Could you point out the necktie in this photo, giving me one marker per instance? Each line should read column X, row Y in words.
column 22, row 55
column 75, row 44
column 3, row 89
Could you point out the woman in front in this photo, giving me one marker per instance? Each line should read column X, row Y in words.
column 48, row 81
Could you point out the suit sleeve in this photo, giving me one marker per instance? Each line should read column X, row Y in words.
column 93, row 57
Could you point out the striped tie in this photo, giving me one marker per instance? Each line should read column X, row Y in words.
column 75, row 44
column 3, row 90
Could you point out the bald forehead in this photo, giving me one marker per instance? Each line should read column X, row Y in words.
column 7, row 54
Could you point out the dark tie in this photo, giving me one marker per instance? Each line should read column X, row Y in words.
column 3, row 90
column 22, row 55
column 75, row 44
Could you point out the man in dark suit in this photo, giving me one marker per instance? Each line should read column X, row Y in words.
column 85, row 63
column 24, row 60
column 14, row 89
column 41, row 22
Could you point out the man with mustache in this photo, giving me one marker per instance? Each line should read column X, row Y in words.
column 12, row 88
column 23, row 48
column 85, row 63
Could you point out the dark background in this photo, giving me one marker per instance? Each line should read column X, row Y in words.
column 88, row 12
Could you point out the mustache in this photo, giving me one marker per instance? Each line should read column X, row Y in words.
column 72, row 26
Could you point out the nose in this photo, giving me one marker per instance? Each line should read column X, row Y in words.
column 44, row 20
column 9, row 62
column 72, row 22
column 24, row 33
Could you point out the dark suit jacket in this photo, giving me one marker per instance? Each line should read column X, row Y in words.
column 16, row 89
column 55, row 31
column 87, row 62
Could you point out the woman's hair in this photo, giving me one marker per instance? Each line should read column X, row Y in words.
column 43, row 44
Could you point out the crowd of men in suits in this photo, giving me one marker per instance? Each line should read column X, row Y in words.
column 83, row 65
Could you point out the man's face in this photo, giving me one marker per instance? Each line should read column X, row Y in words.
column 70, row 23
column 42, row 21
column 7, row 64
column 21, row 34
==========
◆ **Work required**: All of the listing above should be restated word for word.

◆ **Task output**:
Could you point out the necktie in this photo, giving me one marker per instance? Each line should read column X, row Y in words.
column 22, row 55
column 75, row 44
column 3, row 89
Could you point out the woman in front in this photo, giving me one marker per instance? Each line should read column X, row Y in words.
column 48, row 81
Could you point out the suit sleeve in this photo, giving me one marker per instance? Each line should read column X, row Y in words.
column 93, row 57
Could you point out the striped tie in this photo, giving me one marker per instance? Each line should read column X, row Y in words.
column 75, row 44
column 3, row 90
Could you point out the bald forehead in this photo, giving me one marker per instance? Each line should read column X, row Y in words.
column 7, row 54
Could you point out the dark tie in this photo, giving me one marker per instance? Each line should read column X, row Y in words.
column 3, row 90
column 22, row 55
column 75, row 44
Could you point out the man in dark suit in this photo, giving me one marker per instance? Each line should read column X, row Y in words.
column 85, row 63
column 24, row 60
column 14, row 89
column 41, row 22
Could you point out the man with mustache in this photo, giving me one marker per instance? Each line should read column X, row Y in words.
column 12, row 88
column 23, row 48
column 85, row 63
Could you point out the dark background in this photo, giving me one marker per instance? Each line should read column X, row Y in words.
column 88, row 12
Could you point out the mustache in this photo, giving me one marker per instance? Each line should read column X, row Y in words.
column 72, row 26
Could you point out the nose in this photo, giving me one marker per instance? Each line should read column X, row Y in words.
column 44, row 20
column 9, row 62
column 72, row 22
column 24, row 33
Could you point out the dark suit jacket in this photo, giving me one marker per instance? Each line should read column X, row Y in words.
column 16, row 89
column 55, row 31
column 87, row 62
Could you point out the woman's hair in this photo, giving me one marker per instance? Each line should read column X, row Y in words.
column 43, row 44
Could you point out the crowd of men in suits in this photo, giving me one marker per instance? Each line should read column X, row Y in words.
column 83, row 65
Could you point out the man's face in this photo, giving me one marker per instance? Each line should read column X, row Y in words.
column 70, row 23
column 42, row 21
column 7, row 64
column 21, row 34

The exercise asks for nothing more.